↓↓↓

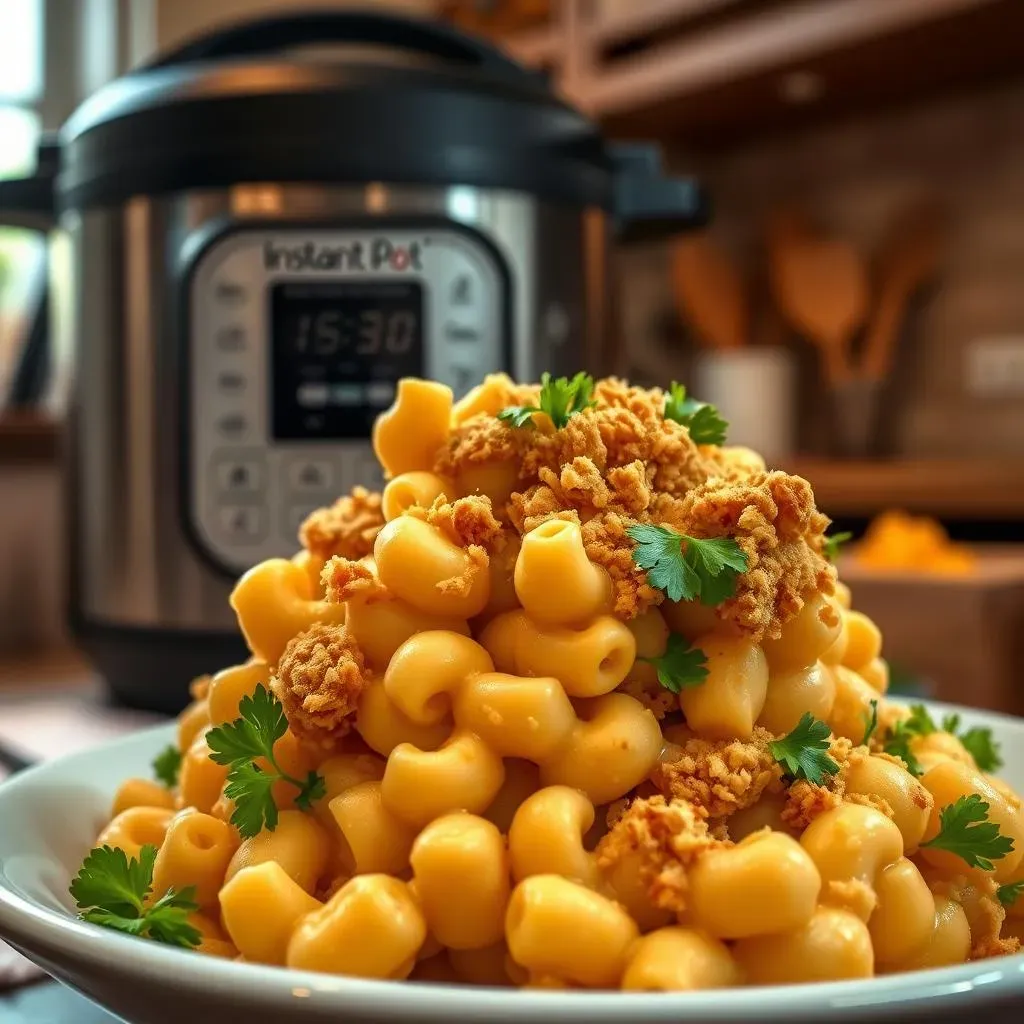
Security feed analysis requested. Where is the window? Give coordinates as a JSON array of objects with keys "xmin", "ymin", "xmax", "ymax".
[{"xmin": 0, "ymin": 0, "xmax": 46, "ymax": 406}]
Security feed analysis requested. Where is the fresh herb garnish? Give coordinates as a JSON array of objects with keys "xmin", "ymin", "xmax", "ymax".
[
  {"xmin": 860, "ymin": 700, "xmax": 879, "ymax": 746},
  {"xmin": 882, "ymin": 705, "xmax": 938, "ymax": 776},
  {"xmin": 206, "ymin": 686, "xmax": 327, "ymax": 839},
  {"xmin": 995, "ymin": 882, "xmax": 1024, "ymax": 906},
  {"xmin": 626, "ymin": 523, "xmax": 748, "ymax": 605},
  {"xmin": 498, "ymin": 371, "xmax": 597, "ymax": 430},
  {"xmin": 921, "ymin": 793, "xmax": 1014, "ymax": 871},
  {"xmin": 637, "ymin": 633, "xmax": 708, "ymax": 693},
  {"xmin": 153, "ymin": 743, "xmax": 181, "ymax": 790},
  {"xmin": 822, "ymin": 530, "xmax": 853, "ymax": 562},
  {"xmin": 942, "ymin": 715, "xmax": 1002, "ymax": 772},
  {"xmin": 768, "ymin": 712, "xmax": 839, "ymax": 783},
  {"xmin": 665, "ymin": 381, "xmax": 729, "ymax": 444},
  {"xmin": 71, "ymin": 846, "xmax": 203, "ymax": 948}
]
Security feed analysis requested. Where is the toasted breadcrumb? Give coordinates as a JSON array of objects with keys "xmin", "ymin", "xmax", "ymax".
[
  {"xmin": 651, "ymin": 728, "xmax": 782, "ymax": 818},
  {"xmin": 618, "ymin": 675, "xmax": 679, "ymax": 722},
  {"xmin": 434, "ymin": 544, "xmax": 490, "ymax": 597},
  {"xmin": 595, "ymin": 797, "xmax": 732, "ymax": 913},
  {"xmin": 821, "ymin": 879, "xmax": 879, "ymax": 921},
  {"xmin": 321, "ymin": 555, "xmax": 391, "ymax": 604},
  {"xmin": 666, "ymin": 472, "xmax": 836, "ymax": 641},
  {"xmin": 456, "ymin": 378, "xmax": 836, "ymax": 630},
  {"xmin": 406, "ymin": 495, "xmax": 503, "ymax": 551},
  {"xmin": 270, "ymin": 623, "xmax": 367, "ymax": 753},
  {"xmin": 299, "ymin": 487, "xmax": 384, "ymax": 561},
  {"xmin": 919, "ymin": 864, "xmax": 1020, "ymax": 959},
  {"xmin": 583, "ymin": 512, "xmax": 665, "ymax": 620},
  {"xmin": 781, "ymin": 736, "xmax": 867, "ymax": 831}
]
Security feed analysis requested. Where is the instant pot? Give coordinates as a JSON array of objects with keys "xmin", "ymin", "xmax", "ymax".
[{"xmin": 2, "ymin": 11, "xmax": 706, "ymax": 712}]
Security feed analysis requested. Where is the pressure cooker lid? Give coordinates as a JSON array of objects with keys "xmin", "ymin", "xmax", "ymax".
[{"xmin": 58, "ymin": 10, "xmax": 613, "ymax": 208}]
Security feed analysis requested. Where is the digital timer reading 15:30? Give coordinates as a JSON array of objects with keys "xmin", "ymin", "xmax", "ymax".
[{"xmin": 293, "ymin": 309, "xmax": 420, "ymax": 356}]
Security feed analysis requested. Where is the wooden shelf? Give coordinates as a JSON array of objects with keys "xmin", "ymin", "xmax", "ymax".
[
  {"xmin": 495, "ymin": 0, "xmax": 1024, "ymax": 148},
  {"xmin": 782, "ymin": 458, "xmax": 1024, "ymax": 519},
  {"xmin": 0, "ymin": 413, "xmax": 60, "ymax": 466}
]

↑↑↑

▸ DIRECTIVE:
Set down all the entries exactly as they appear, but skip any pictures.

▸ COMPLETE OUTPUT:
Security feed analysis requested. Where is the window? Give coordinates as a JSON array of objects with keys "xmin", "ymin", "xmax", "ymax".
[{"xmin": 0, "ymin": 0, "xmax": 46, "ymax": 406}]
Security feed analysis requested. Where is the fresh herb garnish? Give coordinates as a JSON array of objects with keys "xmin", "ymin", "xmax", "ymax".
[
  {"xmin": 860, "ymin": 700, "xmax": 879, "ymax": 746},
  {"xmin": 882, "ymin": 705, "xmax": 938, "ymax": 776},
  {"xmin": 206, "ymin": 686, "xmax": 327, "ymax": 839},
  {"xmin": 995, "ymin": 882, "xmax": 1024, "ymax": 906},
  {"xmin": 626, "ymin": 523, "xmax": 748, "ymax": 605},
  {"xmin": 498, "ymin": 371, "xmax": 597, "ymax": 430},
  {"xmin": 921, "ymin": 793, "xmax": 1014, "ymax": 871},
  {"xmin": 637, "ymin": 633, "xmax": 708, "ymax": 693},
  {"xmin": 153, "ymin": 743, "xmax": 181, "ymax": 790},
  {"xmin": 822, "ymin": 530, "xmax": 853, "ymax": 562},
  {"xmin": 942, "ymin": 715, "xmax": 1002, "ymax": 772},
  {"xmin": 768, "ymin": 712, "xmax": 839, "ymax": 783},
  {"xmin": 665, "ymin": 381, "xmax": 729, "ymax": 444},
  {"xmin": 71, "ymin": 846, "xmax": 203, "ymax": 948}
]
Security feed analysis requested. Where is the toasted breadcrumb? Give coordinates as a JSON array of objects with keys "xmin", "ymin", "xmax", "ymax".
[
  {"xmin": 651, "ymin": 728, "xmax": 782, "ymax": 818},
  {"xmin": 618, "ymin": 675, "xmax": 679, "ymax": 722},
  {"xmin": 434, "ymin": 544, "xmax": 490, "ymax": 597},
  {"xmin": 595, "ymin": 797, "xmax": 732, "ymax": 913},
  {"xmin": 821, "ymin": 879, "xmax": 879, "ymax": 921},
  {"xmin": 321, "ymin": 555, "xmax": 391, "ymax": 604},
  {"xmin": 666, "ymin": 472, "xmax": 836, "ymax": 641},
  {"xmin": 456, "ymin": 378, "xmax": 836, "ymax": 630},
  {"xmin": 406, "ymin": 495, "xmax": 503, "ymax": 551},
  {"xmin": 270, "ymin": 623, "xmax": 367, "ymax": 753},
  {"xmin": 299, "ymin": 487, "xmax": 384, "ymax": 561},
  {"xmin": 919, "ymin": 864, "xmax": 1020, "ymax": 959},
  {"xmin": 583, "ymin": 512, "xmax": 665, "ymax": 620},
  {"xmin": 781, "ymin": 736, "xmax": 867, "ymax": 831}
]
Security feed analysis requested. Where is the instant pot? Give coordinates as a JSON array of objects with keys "xmin", "ymin", "xmax", "ymax".
[{"xmin": 2, "ymin": 11, "xmax": 706, "ymax": 712}]
Security feed analysis requested. Where is the pressure cooker lid? Give coordinates as a JSON array of objects with keys "xmin", "ymin", "xmax", "ymax".
[{"xmin": 58, "ymin": 10, "xmax": 613, "ymax": 208}]
Security feed analysis requested. Where is the digital timer reading 15:30? Give coordinates as a JSON array of objects with keys "xmin", "ymin", "xmax", "ymax".
[{"xmin": 293, "ymin": 309, "xmax": 420, "ymax": 356}]
Security feed analysis requested. Where is the wooden shelf? Give coordinates as a JSON array of objects with keys "xmin", "ymin", "xmax", "ymax".
[
  {"xmin": 495, "ymin": 0, "xmax": 1024, "ymax": 148},
  {"xmin": 782, "ymin": 458, "xmax": 1024, "ymax": 519},
  {"xmin": 0, "ymin": 413, "xmax": 60, "ymax": 466}
]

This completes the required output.